■ **Datos proporcionados**:

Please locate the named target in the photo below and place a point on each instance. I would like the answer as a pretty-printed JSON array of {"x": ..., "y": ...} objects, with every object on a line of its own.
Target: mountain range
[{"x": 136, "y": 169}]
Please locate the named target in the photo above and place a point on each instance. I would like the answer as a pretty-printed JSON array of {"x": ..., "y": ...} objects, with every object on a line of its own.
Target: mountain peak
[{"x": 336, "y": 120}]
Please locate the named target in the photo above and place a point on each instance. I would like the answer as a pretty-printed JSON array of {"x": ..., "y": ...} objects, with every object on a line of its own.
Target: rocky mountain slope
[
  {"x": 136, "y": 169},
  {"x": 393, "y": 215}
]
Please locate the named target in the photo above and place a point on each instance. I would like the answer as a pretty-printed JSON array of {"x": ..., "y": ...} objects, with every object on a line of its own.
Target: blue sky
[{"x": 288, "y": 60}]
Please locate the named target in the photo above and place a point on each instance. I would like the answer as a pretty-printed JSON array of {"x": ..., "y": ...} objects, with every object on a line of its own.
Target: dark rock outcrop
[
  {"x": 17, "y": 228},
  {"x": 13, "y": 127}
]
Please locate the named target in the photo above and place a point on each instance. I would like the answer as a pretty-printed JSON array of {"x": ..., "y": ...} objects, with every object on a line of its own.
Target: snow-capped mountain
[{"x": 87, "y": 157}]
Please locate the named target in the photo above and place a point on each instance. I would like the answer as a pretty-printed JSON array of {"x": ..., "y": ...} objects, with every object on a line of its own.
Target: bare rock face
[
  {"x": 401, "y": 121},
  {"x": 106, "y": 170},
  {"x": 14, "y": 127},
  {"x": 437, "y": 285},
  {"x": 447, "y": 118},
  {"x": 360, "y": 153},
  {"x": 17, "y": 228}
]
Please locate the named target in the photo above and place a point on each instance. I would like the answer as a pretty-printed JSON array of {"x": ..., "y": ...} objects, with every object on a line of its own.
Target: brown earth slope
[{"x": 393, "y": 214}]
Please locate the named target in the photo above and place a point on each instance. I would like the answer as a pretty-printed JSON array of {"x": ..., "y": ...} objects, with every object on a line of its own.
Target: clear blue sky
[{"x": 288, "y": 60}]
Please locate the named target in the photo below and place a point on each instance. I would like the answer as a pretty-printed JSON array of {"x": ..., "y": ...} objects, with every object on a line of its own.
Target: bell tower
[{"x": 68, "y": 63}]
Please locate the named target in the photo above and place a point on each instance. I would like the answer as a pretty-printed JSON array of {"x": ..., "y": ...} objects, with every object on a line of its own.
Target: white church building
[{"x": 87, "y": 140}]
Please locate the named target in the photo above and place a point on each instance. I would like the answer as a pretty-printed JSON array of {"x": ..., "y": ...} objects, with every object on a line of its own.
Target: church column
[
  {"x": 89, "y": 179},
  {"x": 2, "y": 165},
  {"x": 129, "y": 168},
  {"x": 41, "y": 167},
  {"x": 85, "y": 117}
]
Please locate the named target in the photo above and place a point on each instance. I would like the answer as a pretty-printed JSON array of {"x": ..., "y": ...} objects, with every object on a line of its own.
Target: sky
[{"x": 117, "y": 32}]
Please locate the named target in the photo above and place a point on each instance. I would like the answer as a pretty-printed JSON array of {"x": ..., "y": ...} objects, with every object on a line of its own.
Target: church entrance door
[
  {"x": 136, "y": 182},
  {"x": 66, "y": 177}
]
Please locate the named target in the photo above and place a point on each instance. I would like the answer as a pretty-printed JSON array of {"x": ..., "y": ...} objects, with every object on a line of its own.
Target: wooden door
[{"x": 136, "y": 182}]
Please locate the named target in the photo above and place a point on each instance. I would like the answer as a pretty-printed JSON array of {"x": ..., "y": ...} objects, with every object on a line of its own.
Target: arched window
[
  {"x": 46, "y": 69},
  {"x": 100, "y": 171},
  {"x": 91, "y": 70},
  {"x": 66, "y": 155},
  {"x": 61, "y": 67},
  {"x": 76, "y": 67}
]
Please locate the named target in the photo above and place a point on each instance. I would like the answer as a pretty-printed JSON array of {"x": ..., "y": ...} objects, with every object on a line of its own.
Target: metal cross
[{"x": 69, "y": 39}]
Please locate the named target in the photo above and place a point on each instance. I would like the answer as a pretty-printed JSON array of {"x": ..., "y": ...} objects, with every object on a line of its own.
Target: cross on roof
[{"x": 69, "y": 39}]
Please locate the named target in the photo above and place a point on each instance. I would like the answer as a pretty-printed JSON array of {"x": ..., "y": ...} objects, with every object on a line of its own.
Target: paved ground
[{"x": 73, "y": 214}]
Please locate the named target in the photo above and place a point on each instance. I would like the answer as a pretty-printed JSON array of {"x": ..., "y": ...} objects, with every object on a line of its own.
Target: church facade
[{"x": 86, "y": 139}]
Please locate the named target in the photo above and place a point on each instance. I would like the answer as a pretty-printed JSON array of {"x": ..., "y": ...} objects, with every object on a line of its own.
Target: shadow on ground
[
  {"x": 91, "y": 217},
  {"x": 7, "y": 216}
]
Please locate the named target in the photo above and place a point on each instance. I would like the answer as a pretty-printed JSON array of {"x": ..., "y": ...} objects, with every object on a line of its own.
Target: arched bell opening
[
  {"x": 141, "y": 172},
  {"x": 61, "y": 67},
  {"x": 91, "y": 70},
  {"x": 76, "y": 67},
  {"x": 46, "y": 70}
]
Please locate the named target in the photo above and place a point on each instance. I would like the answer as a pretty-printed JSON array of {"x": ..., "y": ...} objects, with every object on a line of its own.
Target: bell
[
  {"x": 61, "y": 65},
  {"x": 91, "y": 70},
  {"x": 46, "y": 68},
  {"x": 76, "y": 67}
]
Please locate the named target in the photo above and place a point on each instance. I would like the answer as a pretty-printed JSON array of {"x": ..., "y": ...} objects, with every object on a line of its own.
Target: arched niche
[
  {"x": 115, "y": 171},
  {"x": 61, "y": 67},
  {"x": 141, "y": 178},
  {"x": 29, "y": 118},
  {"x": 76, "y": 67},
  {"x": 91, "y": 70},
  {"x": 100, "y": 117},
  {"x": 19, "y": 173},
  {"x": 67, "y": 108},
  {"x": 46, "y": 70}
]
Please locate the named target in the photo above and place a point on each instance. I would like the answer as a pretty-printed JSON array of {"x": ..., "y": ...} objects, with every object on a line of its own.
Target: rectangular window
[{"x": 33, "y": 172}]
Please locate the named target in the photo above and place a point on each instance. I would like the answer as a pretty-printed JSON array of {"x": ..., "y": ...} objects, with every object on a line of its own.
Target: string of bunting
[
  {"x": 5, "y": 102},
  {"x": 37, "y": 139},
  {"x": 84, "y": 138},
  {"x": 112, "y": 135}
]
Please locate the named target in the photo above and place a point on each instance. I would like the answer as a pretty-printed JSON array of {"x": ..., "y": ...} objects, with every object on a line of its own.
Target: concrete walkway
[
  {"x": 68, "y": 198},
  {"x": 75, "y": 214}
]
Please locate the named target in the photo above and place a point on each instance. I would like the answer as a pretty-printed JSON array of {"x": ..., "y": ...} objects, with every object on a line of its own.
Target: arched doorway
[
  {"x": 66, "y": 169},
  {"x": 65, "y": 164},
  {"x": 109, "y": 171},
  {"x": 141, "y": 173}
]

■ **Objetivo**:
Convierta todas las líneas de los datos en una tabla Markdown con las columnas «Fila», que llevará el número de orden, y «Línea», que llevará el texto correspondiente. Omita las líneas en blanco.

■ **Respuesta**:
| Fila | Línea |
|---|---|
| 1 | Please locate the named target in the photo below and place a point on each instance. I would like the answer as a pretty-printed JSON array of {"x": ..., "y": ...} objects, with every object on a line of its own. |
| 2 | Target: mountain range |
| 3 | [{"x": 136, "y": 169}] |
| 4 | Please locate the named target in the photo above and place a point on each instance. I would like the answer as a pretty-printed JSON array of {"x": ..., "y": ...} objects, with every object on a line of its own. |
| 5 | Target: mountain peak |
| 6 | [{"x": 336, "y": 120}] |
| 7 | Please locate the named target in the photo above and place a point on each instance. I would like the answer as a pretty-printed JSON array of {"x": ..., "y": ...} objects, with every object on a line of its own. |
| 8 | Target: rocky mountain slope |
| 9 | [ |
| 10 |   {"x": 136, "y": 169}, |
| 11 |   {"x": 393, "y": 215} |
| 12 | ] |
| 13 | Please locate the named target in the photo above and place a point on each instance. I would like the answer as a pretty-printed JSON array of {"x": ..., "y": ...} objects, with every object on a line of its own. |
| 14 | Target: blue sky |
| 15 | [{"x": 288, "y": 60}] |
| 16 | Please locate the named target in the photo above and place a point on each instance. I would like the answer as a pretty-printed JSON array of {"x": ..., "y": ...} objects, with every object on a line of its own. |
| 17 | Target: dark rock outcrop |
| 18 | [ |
| 19 |   {"x": 17, "y": 228}, |
| 20 |   {"x": 13, "y": 127} |
| 21 | ] |
| 22 | Please locate the named target in the photo above and place a point on each instance. I would like the answer as a pretty-printed JSON array of {"x": ..., "y": ...} objects, with every object on a line of its own. |
| 23 | Target: snow-capped mountain |
| 24 | [{"x": 87, "y": 157}] |
| 25 | Please locate the named target in the photo above and place a point on each instance. I would like the answer as a pretty-printed JSON array of {"x": ..., "y": ...} objects, with every object on a line of its own. |
| 26 | Target: bare rock face |
| 27 | [ |
| 28 |   {"x": 401, "y": 121}, |
| 29 |   {"x": 106, "y": 170}, |
| 30 |   {"x": 14, "y": 127}, |
| 31 |   {"x": 437, "y": 285}, |
| 32 |   {"x": 447, "y": 118}, |
| 33 |   {"x": 360, "y": 153}, |
| 34 |   {"x": 17, "y": 228} |
| 35 | ] |
| 36 | Please locate the named target in the photo above and place a point on each instance. I would like the answer as a pretty-printed JSON array of {"x": ..., "y": ...} objects, with every object on a line of its own. |
| 37 | Target: brown earth slope |
| 38 | [{"x": 393, "y": 214}] |
| 39 | Please locate the named target in the photo above and place a point on each instance. I would like the answer as a pretty-printed JSON array of {"x": ..., "y": ...} objects, with every object on a line of its own. |
| 40 | Target: clear blue sky |
| 41 | [{"x": 288, "y": 60}] |
| 42 | Please locate the named target in the photo below and place a point on each instance. I would like the answer as a pretty-printed JSON array of {"x": ..., "y": ...} objects, with every object on a line of its own. |
| 43 | Target: bell tower |
| 44 | [{"x": 68, "y": 63}] |
| 45 | Please locate the named target in the photo above and place a point on each instance. I would like the answer as a pretty-printed JSON array of {"x": ..., "y": ...} objects, with every object on a line of its own. |
| 46 | Target: white church building |
| 47 | [{"x": 87, "y": 140}] |
| 48 | Please locate the named target in the photo above and place a point on each instance. I would like the answer as a pretty-printed JSON array of {"x": ..., "y": ...} objects, with every object on a line of its own. |
| 49 | Target: church column |
| 50 | [ |
| 51 |   {"x": 89, "y": 179}, |
| 52 |   {"x": 2, "y": 165}, |
| 53 |   {"x": 129, "y": 168}, |
| 54 |   {"x": 41, "y": 167}, |
| 55 |   {"x": 85, "y": 117} |
| 56 | ] |
| 57 | Please locate the named target in the photo above and place a point on each instance. I would like the answer as a pretty-printed JSON array of {"x": ..., "y": ...} objects, with every object on a line of its own. |
| 58 | Target: sky |
| 59 | [{"x": 117, "y": 32}] |
| 60 | Please locate the named target in the photo above and place a point on each instance. I would like the answer as a pretty-printed JSON array of {"x": ..., "y": ...} objects, with every object on a line of its own. |
| 61 | Target: church entrance door |
| 62 | [ |
| 63 |   {"x": 136, "y": 182}, |
| 64 |   {"x": 66, "y": 177} |
| 65 | ] |
| 66 | Please locate the named target in the photo above and place a point on each instance. I would like the answer as a pretty-printed JSON array of {"x": ..., "y": ...} objects, with every object on a line of its own. |
| 67 | Target: wooden door |
| 68 | [{"x": 136, "y": 182}] |
| 69 | Please locate the named target in the photo above and place a point on each instance. I would like the answer as a pretty-printed JSON array of {"x": ..., "y": ...} objects, with every object on a line of its own. |
| 70 | Target: arched window |
| 71 | [ |
| 72 |   {"x": 46, "y": 69}, |
| 73 |   {"x": 100, "y": 171}, |
| 74 |   {"x": 91, "y": 70}, |
| 75 |   {"x": 66, "y": 155}, |
| 76 |   {"x": 61, "y": 67}, |
| 77 |   {"x": 76, "y": 67} |
| 78 | ] |
| 79 | Please locate the named target in the photo above and place a point on each instance. I would like the answer as a pretty-printed JSON array of {"x": ..., "y": ...} objects, with every object on a line of its own. |
| 80 | Target: metal cross |
| 81 | [{"x": 69, "y": 39}] |
| 82 | Please locate the named target in the photo above and place a point on each instance. I would like the answer as a pretty-printed JSON array of {"x": ..., "y": ...} objects, with every object on a line of its own. |
| 83 | Target: cross on roof |
| 84 | [{"x": 69, "y": 39}] |
| 85 | Please locate the named target in the photo above and place a point on each instance. I would like the answer as a pretty-printed JSON array of {"x": ..., "y": ...} objects, with every object on a line of its own. |
| 86 | Target: paved ground |
| 87 | [{"x": 73, "y": 214}] |
| 88 | Please locate the named target in the photo above and place a point on each instance. I would like the answer as a pretty-printed JSON array of {"x": ..., "y": ...} objects, with every object on a line of its own. |
| 89 | Target: church facade |
| 90 | [{"x": 86, "y": 139}] |
| 91 | Please locate the named target in the photo above and place a point on each instance. I would like the answer as a pretty-printed JSON array of {"x": ..., "y": ...} objects, with every object on a line of its own. |
| 92 | Target: shadow on ground |
| 93 | [ |
| 94 |   {"x": 91, "y": 217}, |
| 95 |   {"x": 7, "y": 216} |
| 96 | ] |
| 97 | Please locate the named target in the photo above and place a point on each instance. I would like the answer as a pretty-printed JSON array of {"x": ..., "y": ...} objects, with every object on a line of its own. |
| 98 | Target: arched bell opening |
| 99 | [ |
| 100 |   {"x": 141, "y": 172}, |
| 101 |   {"x": 61, "y": 67}, |
| 102 |   {"x": 91, "y": 70}, |
| 103 |   {"x": 76, "y": 67}, |
| 104 |   {"x": 46, "y": 70} |
| 105 | ] |
| 106 | Please locate the named target in the photo above and place a point on each instance. I would like the answer as a pretty-printed JSON array of {"x": ..., "y": ...} objects, with every object on a line of its own. |
| 107 | Target: bell |
| 108 | [ |
| 109 |   {"x": 61, "y": 65}, |
| 110 |   {"x": 91, "y": 70}, |
| 111 |   {"x": 46, "y": 68}, |
| 112 |   {"x": 76, "y": 67} |
| 113 | ] |
| 114 | Please locate the named target in the photo above and place a point on each instance. I would like the answer as a pretty-printed JSON array of {"x": ..., "y": ...} objects, with every object on a line of its own. |
| 115 | Target: arched niche |
| 116 | [ |
| 117 |   {"x": 115, "y": 171}, |
| 118 |   {"x": 61, "y": 67}, |
| 119 |   {"x": 141, "y": 178}, |
| 120 |   {"x": 29, "y": 118}, |
| 121 |   {"x": 76, "y": 67}, |
| 122 |   {"x": 91, "y": 70}, |
| 123 |   {"x": 100, "y": 117}, |
| 124 |   {"x": 19, "y": 173}, |
| 125 |   {"x": 67, "y": 108}, |
| 126 |   {"x": 46, "y": 70} |
| 127 | ] |
| 128 | Please locate the named target in the photo above and place a point on each instance. I would like the answer as a pretty-printed JSON array of {"x": ..., "y": ...} objects, with every object on a line of its own. |
| 129 | Target: rectangular window |
| 130 | [{"x": 33, "y": 172}] |
| 131 | Please locate the named target in the photo above and place a point on each instance. I would like the answer as a pretty-printed JSON array of {"x": ..., "y": ...} objects, with every object on a line of its own. |
| 132 | Target: string of bunting |
| 133 | [ |
| 134 |   {"x": 5, "y": 102}, |
| 135 |   {"x": 37, "y": 139}, |
| 136 |   {"x": 84, "y": 138}, |
| 137 |   {"x": 112, "y": 135} |
| 138 | ] |
| 139 | Please locate the named target in the photo above and place a point on each instance. I would like the answer as a pretty-printed JSON array of {"x": ..., "y": ...} objects, with every object on a line of its own. |
| 140 | Target: concrete walkway |
| 141 | [ |
| 142 |   {"x": 68, "y": 198}, |
| 143 |   {"x": 75, "y": 214} |
| 144 | ] |
| 145 | Please locate the named target in the photo above and place a point on each instance. I would like the answer as a pretty-printed JSON array of {"x": ..., "y": ...} objects, with every object on a line of its own. |
| 146 | Target: arched doorway |
| 147 | [ |
| 148 |   {"x": 66, "y": 169}, |
| 149 |   {"x": 65, "y": 164}, |
| 150 |   {"x": 109, "y": 171}, |
| 151 |   {"x": 141, "y": 173} |
| 152 | ] |